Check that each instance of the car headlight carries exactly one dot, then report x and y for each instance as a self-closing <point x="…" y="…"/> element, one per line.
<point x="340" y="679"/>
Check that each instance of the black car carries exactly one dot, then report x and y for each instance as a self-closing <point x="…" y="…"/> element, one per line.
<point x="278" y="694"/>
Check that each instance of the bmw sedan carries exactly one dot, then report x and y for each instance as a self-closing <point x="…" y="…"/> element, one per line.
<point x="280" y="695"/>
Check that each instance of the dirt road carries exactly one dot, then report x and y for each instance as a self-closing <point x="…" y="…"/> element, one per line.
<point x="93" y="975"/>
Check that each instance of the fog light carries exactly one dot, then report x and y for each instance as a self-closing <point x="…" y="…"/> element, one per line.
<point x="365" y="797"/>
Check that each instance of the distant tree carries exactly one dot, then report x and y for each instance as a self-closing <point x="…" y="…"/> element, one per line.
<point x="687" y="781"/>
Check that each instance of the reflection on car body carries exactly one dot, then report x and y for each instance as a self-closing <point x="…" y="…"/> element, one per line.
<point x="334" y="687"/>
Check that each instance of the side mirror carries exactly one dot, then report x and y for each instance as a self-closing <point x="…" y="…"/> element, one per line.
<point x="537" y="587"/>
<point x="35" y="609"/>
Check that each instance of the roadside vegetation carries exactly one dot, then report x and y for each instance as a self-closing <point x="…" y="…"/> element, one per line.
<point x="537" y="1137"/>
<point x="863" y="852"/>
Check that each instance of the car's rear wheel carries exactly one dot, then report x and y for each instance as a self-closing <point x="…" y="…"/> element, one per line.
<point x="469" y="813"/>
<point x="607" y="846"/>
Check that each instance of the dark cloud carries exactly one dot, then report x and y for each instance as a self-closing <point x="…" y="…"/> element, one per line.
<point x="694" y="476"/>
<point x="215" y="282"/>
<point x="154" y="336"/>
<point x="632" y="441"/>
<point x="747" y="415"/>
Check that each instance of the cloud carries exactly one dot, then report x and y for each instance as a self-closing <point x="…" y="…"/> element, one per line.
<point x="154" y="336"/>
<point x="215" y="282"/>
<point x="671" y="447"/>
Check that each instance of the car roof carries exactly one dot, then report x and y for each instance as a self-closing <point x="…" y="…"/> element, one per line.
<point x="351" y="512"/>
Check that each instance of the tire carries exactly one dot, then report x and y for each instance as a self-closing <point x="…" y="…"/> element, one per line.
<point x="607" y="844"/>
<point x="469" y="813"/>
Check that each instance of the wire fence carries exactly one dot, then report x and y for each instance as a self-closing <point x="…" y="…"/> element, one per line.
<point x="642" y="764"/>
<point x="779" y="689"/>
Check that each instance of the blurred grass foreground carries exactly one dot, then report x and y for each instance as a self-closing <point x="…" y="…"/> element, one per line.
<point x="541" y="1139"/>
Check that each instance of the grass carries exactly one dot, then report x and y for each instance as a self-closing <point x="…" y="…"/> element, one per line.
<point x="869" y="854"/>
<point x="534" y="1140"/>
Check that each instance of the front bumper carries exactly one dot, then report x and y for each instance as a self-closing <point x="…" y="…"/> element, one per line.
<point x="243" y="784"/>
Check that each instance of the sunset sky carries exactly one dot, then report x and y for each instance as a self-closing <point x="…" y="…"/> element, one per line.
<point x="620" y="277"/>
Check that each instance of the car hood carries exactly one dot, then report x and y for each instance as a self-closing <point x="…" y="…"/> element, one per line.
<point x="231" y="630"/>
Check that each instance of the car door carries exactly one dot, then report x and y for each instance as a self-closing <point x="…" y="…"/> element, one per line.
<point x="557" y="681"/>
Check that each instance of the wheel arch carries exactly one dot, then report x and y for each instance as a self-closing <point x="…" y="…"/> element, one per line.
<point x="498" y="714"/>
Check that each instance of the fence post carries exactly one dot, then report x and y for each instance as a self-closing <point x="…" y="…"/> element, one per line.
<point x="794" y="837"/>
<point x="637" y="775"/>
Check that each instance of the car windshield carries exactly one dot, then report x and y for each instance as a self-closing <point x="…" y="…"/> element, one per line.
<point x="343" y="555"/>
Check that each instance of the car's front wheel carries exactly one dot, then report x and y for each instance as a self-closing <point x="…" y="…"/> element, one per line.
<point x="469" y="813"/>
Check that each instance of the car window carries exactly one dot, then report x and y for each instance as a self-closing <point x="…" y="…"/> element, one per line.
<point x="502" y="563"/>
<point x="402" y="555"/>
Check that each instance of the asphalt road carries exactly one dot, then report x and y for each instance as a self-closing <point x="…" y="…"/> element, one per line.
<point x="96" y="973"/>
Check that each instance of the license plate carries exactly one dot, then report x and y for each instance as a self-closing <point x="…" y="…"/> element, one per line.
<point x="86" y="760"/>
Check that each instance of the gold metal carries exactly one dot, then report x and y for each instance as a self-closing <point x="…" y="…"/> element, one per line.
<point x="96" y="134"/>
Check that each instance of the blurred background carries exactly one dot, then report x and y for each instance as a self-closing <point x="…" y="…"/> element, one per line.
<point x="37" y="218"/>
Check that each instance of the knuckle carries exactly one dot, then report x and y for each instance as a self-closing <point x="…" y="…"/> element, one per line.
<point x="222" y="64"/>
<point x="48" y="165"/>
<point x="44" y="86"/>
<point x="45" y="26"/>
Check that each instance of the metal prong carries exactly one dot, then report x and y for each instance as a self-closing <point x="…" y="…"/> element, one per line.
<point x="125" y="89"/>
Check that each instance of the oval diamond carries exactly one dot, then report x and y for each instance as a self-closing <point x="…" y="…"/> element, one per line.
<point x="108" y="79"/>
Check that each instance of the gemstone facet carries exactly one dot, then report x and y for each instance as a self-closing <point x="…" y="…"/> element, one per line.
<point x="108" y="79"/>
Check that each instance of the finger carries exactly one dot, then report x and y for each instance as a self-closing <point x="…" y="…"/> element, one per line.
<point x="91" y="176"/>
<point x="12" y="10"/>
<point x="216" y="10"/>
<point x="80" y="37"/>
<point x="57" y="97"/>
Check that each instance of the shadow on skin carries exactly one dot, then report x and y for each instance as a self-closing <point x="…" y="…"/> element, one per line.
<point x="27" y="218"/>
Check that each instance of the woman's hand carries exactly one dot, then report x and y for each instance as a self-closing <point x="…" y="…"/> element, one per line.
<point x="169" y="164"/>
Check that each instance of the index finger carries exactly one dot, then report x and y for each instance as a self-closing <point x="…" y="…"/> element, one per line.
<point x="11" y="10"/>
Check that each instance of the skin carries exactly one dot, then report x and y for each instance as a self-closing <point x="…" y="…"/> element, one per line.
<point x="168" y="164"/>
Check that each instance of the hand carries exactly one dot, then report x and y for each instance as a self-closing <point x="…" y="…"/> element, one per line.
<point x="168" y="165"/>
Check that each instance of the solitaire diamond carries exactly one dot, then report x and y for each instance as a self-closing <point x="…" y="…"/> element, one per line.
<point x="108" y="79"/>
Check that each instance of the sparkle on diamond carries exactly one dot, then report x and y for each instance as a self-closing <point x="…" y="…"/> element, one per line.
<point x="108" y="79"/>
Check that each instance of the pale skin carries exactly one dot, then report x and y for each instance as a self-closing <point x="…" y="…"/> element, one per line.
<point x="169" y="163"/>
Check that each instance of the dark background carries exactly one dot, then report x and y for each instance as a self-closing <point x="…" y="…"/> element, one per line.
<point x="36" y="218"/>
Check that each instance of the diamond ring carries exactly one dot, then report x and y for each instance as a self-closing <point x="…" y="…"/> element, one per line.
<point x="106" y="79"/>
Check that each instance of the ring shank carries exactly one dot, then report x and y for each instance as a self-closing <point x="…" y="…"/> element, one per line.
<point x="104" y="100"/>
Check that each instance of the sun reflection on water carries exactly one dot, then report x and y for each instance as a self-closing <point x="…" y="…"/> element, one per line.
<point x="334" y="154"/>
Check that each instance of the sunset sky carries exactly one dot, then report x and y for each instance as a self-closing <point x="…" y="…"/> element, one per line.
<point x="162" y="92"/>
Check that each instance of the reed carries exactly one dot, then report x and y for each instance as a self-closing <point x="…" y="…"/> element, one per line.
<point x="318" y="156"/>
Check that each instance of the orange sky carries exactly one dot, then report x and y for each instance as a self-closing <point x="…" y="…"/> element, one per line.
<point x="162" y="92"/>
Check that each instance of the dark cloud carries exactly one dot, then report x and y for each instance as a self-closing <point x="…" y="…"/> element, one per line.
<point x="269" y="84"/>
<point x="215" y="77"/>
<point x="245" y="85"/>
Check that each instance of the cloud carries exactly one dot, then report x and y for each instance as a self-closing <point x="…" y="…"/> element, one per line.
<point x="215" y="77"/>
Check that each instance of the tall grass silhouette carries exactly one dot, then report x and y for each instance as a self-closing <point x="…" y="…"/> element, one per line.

## [SET TASK]
The answer consists only of the lines from the one containing "Check that each instance of the ring" to the end of the records, each written out exactly.

## [RESULT FOR THIS TASK]
Check that each instance of the ring shank carries exactly one dot, then report x and y for each instance as a self-closing <point x="…" y="…"/> element, one per line.
<point x="104" y="100"/>
Check that each instance of the sun reflection on water carries exactly one dot, then report x and y for each instance as a self-closing <point x="…" y="…"/> element, one per line.
<point x="334" y="154"/>
Check that each instance of the sunset sky carries exactly one dot, then report x and y for each instance as a self-closing <point x="…" y="…"/> element, one per line.
<point x="162" y="92"/>
Check that each instance of the reed carries exactly one dot, then report x and y for each instance as a self-closing <point x="…" y="…"/> element, one per line.
<point x="318" y="156"/>
Check that each instance of the orange sky carries exactly one dot, then report x and y for each instance as a self-closing <point x="…" y="…"/> element, one per line.
<point x="162" y="92"/>
Check that each instance of the dark cloud carries exactly one dot, then report x and y for each instance as a self-closing <point x="…" y="…"/> element, one per line.
<point x="269" y="84"/>
<point x="215" y="77"/>
<point x="245" y="85"/>
Check that each instance of the cloud carries exactly one dot, then report x and y for each instance as a self-closing <point x="…" y="…"/> element, one per line.
<point x="215" y="77"/>
Check that each instance of the tall grass silhouette carries exactly one dot, then report x and y for each instance as a self-closing <point x="…" y="…"/> element, one per line.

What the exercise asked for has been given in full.